Ausgewählter Auszug:
┄┄┄┄┄┄┄┄┄┄

ANOHNI: In ihr toben Kämpfe

Für die sogenannte Unterhaltungsindustrie besteht noch Hoffnung. Solange es Menschen gibt, die aus Überzeugung den See der Konformität verlassen möchten und mit ihrer Kunst dorthin gehen, wo es wehtut. Wo sich das abspielt, was man Leben nennt. Kann ein Album, welches den Namen „Hopelessness“ trägt, Zuversicht spenden? Ist diese Platte ein Dokument der Zeitwende? Hat Anohni das Zeug dazu, die Stimme ihrer Generation zu werden?

┄┄┄┄┄┄┄┄┄┄

Einträge im Datensatz:
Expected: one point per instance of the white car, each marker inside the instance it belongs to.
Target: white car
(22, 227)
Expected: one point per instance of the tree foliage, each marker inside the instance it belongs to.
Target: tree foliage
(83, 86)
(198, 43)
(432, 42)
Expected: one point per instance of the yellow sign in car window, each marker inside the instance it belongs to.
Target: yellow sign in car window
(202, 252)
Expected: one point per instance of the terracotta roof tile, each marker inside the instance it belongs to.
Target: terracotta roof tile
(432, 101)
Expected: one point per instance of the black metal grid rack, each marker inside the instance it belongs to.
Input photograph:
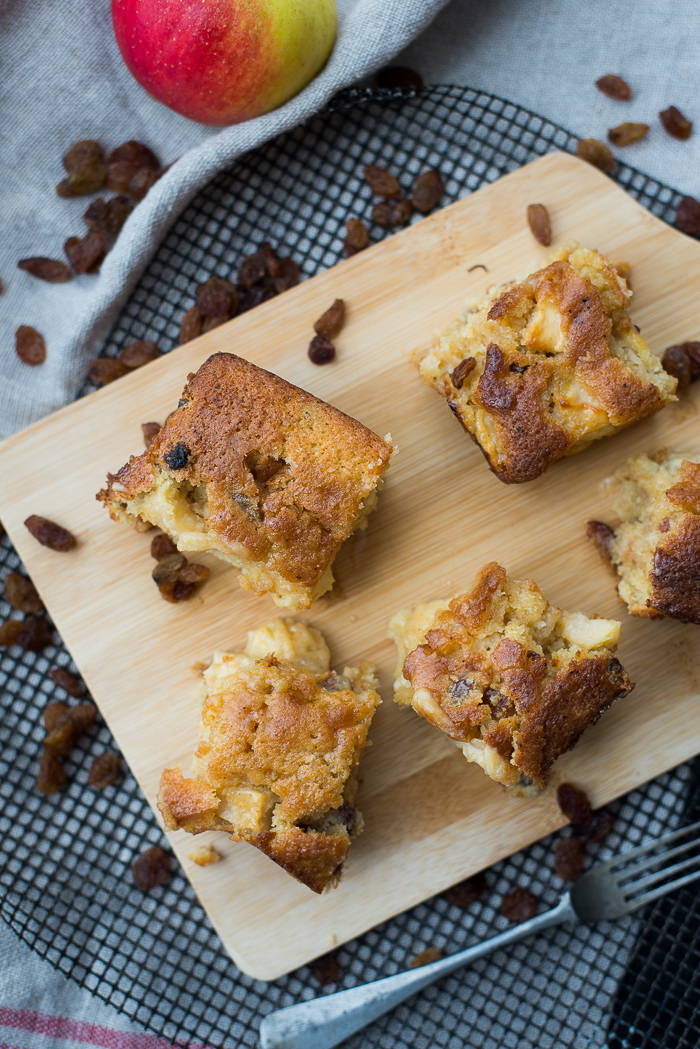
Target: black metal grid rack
(65, 884)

┄┄┄┄┄┄┄┄┄┄

Was zu tun ist:
Gib den Auszug über Anohni vom Anfang bei „ANOHNI: In ihr“ bis hinunter zu „Generation zu werden?“ noch einmal wieder und ersetze darin „Kunst“ durch „Musik“.

Antwortteil:
ANOHNI: In ihr toben Kämpfe

Für die sogenannte Unterhaltungsindustrie besteht noch Hoffnung. Solange es Menschen gibt, die aus Überzeugung den See der Konformität verlassen möchten und mit ihrer Musik dorthin gehen, wo es wehtut. Wo sich das abspielt, was man Leben nennt. Kann ein Album, welches den Namen „Hopelessness“ trägt, Zuversicht spenden? Ist diese Platte ein Dokument der Zeitwende? Hat Anohni das Zeug dazu, die Stimme ihrer Generation zu werden?